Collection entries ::
— START —

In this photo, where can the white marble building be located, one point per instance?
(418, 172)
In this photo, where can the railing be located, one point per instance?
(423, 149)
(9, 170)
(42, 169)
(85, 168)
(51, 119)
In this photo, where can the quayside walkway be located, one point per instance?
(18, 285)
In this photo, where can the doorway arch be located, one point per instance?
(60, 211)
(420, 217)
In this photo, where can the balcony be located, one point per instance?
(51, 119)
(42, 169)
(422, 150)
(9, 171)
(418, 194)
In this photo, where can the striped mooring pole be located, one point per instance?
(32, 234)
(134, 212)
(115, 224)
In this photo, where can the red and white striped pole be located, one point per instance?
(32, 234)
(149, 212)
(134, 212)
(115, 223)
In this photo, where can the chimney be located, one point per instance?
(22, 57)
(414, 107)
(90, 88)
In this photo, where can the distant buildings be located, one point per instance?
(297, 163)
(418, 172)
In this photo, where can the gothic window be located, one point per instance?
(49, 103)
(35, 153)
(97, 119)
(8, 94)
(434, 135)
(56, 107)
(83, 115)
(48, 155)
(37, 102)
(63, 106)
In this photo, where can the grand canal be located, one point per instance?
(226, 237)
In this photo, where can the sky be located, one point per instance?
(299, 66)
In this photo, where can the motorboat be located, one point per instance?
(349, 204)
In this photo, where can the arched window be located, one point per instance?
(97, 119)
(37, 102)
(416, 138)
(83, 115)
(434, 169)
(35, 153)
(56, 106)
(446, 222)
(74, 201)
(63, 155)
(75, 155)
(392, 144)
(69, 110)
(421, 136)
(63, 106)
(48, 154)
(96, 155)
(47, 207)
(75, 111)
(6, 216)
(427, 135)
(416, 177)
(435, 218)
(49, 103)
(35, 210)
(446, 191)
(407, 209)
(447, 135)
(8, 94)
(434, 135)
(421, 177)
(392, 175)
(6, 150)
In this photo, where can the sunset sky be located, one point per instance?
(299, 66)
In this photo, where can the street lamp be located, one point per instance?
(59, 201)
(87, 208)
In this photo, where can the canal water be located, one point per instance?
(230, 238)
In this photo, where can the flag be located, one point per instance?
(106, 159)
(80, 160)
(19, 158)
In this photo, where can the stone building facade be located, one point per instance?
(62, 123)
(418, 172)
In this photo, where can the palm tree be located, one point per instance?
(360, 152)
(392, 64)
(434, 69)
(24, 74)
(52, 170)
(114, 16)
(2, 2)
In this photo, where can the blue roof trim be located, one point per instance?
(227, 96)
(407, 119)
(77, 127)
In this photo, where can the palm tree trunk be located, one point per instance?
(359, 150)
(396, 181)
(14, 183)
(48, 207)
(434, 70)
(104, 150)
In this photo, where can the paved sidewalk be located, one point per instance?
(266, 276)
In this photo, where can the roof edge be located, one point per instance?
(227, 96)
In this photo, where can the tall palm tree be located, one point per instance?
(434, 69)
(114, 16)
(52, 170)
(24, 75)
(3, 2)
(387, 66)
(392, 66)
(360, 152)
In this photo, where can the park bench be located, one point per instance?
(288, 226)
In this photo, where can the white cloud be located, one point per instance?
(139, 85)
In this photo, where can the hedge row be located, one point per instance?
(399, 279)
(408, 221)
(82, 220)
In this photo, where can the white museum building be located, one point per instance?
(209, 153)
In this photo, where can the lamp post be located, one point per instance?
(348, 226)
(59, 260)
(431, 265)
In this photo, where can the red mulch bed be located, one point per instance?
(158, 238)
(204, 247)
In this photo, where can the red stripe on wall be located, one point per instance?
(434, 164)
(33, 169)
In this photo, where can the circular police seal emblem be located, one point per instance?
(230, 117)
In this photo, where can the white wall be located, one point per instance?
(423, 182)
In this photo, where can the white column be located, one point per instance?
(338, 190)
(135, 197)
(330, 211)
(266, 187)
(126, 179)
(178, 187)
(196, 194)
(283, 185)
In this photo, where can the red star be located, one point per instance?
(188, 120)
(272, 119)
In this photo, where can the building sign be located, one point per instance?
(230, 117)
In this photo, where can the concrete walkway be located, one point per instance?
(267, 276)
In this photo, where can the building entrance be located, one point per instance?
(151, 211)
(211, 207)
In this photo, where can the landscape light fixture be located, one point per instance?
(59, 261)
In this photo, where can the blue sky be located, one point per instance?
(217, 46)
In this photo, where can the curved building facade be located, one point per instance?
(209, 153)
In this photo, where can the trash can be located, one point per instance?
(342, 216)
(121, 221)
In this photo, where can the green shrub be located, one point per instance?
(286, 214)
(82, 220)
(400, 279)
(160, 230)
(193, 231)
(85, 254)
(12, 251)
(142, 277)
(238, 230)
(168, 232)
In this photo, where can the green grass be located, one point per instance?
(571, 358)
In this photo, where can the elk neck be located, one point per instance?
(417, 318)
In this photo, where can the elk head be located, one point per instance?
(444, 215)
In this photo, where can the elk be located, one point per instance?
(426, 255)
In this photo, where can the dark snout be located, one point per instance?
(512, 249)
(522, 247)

— END —

Goal :: Quote all of the records above verbatim, omitting none.

Solution for this task ::
In this photo, where can the white marble building be located, one point per instance?
(418, 172)
In this photo, where can the railing be located, one point per instance?
(423, 149)
(9, 170)
(42, 169)
(85, 168)
(51, 119)
In this photo, where can the quayside walkway be located, one point per instance?
(18, 285)
In this photo, where can the doorway arch be located, one point per instance?
(60, 211)
(420, 217)
In this photo, where can the balcony be located, one point per instance?
(51, 119)
(42, 169)
(422, 150)
(9, 171)
(418, 194)
In this photo, where can the striped mooring pole be located, one point per instance?
(32, 234)
(134, 212)
(115, 224)
In this photo, where can the red and white striped pole be located, one point per instance?
(32, 234)
(149, 212)
(134, 212)
(115, 223)
In this photo, where can the chimney be located, one point per instance?
(22, 57)
(414, 107)
(90, 88)
In this photo, where can the distant buildings be located, one point per instance?
(297, 163)
(418, 172)
In this photo, where can the gothic window be located, one point per instance?
(49, 103)
(35, 153)
(97, 119)
(8, 94)
(434, 135)
(56, 107)
(83, 115)
(48, 155)
(37, 102)
(63, 106)
In this photo, where can the grand canal be located, one point per instance?
(226, 237)
In this photo, where can the sky be located, one point per instance?
(299, 66)
In this photo, where can the motorboat be located, one point per instance?
(349, 204)
In this photo, where can the arched window be located, one point per instance?
(97, 119)
(37, 102)
(416, 138)
(83, 115)
(434, 169)
(35, 153)
(56, 106)
(446, 222)
(74, 201)
(63, 155)
(75, 155)
(392, 144)
(69, 110)
(421, 136)
(63, 106)
(48, 154)
(96, 155)
(47, 207)
(75, 111)
(6, 216)
(427, 135)
(416, 177)
(435, 218)
(49, 103)
(35, 210)
(446, 191)
(407, 209)
(447, 135)
(8, 94)
(434, 135)
(421, 177)
(392, 175)
(6, 150)
In this photo, where can the sunset sky be located, one point per instance?
(299, 66)
In this photo, where can the street lamp be located, one point per instance?
(59, 201)
(87, 208)
In this photo, where can the canal water be located, one point per instance?
(230, 238)
In this photo, where can the flag be located, one point per instance?
(106, 159)
(80, 160)
(19, 158)
In this photo, where can the stone building facade be located, one point per instance?
(62, 123)
(418, 172)
In this photo, where can the palm tree be located, one point per instance?
(360, 152)
(392, 64)
(434, 69)
(24, 74)
(52, 170)
(114, 16)
(2, 2)
In this photo, where can the blue roof trim be located, one point per instance?
(227, 96)
(407, 119)
(77, 127)
In this photo, where can the palm tree trunk be located, one point per instance?
(359, 150)
(396, 181)
(14, 183)
(48, 207)
(434, 70)
(104, 150)
In this photo, where can the paved sidewalk be located, one point per instance?
(266, 276)
In this photo, where can the roof edge be located, one point per instance?
(227, 96)
In this photo, where can the tall palm tree be located, one point per instance?
(434, 69)
(114, 16)
(52, 170)
(24, 75)
(3, 2)
(387, 66)
(392, 66)
(360, 152)
In this photo, where can the park bench be located, one point per instance?
(288, 226)
In this photo, where can the white cloud be located, one point per instance?
(139, 85)
In this photo, where can the hedge row be located, one point per instance?
(399, 279)
(408, 221)
(82, 220)
In this photo, where can the white museum building be located, one point per instance?
(209, 153)
In this photo, where can the lamp post be located, one point per instance?
(348, 226)
(59, 260)
(431, 265)
In this photo, where can the red mulch bed be located, one point per instance?
(158, 238)
(204, 247)
In this photo, where can the red stripe on wall be located, one point per instance?
(434, 164)
(33, 169)
In this photo, where can the circular police seal emblem be located, one point per instance?
(230, 117)
In this photo, where can the white wall be located, one point per instance?
(423, 182)
In this photo, where can the white column be located, one point per instance?
(338, 190)
(135, 197)
(330, 211)
(266, 187)
(126, 179)
(178, 187)
(196, 194)
(283, 185)
In this photo, where can the red star be located, one point per instance?
(188, 120)
(272, 119)
In this photo, where can the building sign be located, one point per instance?
(230, 117)
In this photo, where can the concrete walkway be located, one point per instance?
(267, 276)
In this photo, where can the building entrance be located, one point per instance?
(151, 211)
(211, 207)
In this photo, where can the landscape light fixture be located, one point per instance?
(59, 261)
In this photo, where can the blue sky be located, one point per instance?
(217, 46)
In this photo, where can the curved building facade be located, one point per instance?
(209, 153)
In this photo, where can the trash can be located, one point per instance?
(342, 216)
(121, 221)
In this photo, where can the green shrub be located, one point per instance?
(286, 214)
(82, 220)
(400, 279)
(160, 230)
(193, 231)
(85, 254)
(12, 251)
(142, 277)
(238, 230)
(168, 232)
In this photo, where can the green grass be located, one point per instance?
(571, 358)
In this photo, where can the elk neck be located, one point per instance?
(417, 318)
In this photo, where can the elk head be located, one point per instance?
(444, 215)
In this photo, where can the elk be located, one point per instance?
(426, 255)
In this photo, where can the dark snout be located, one point per instance?
(512, 249)
(522, 247)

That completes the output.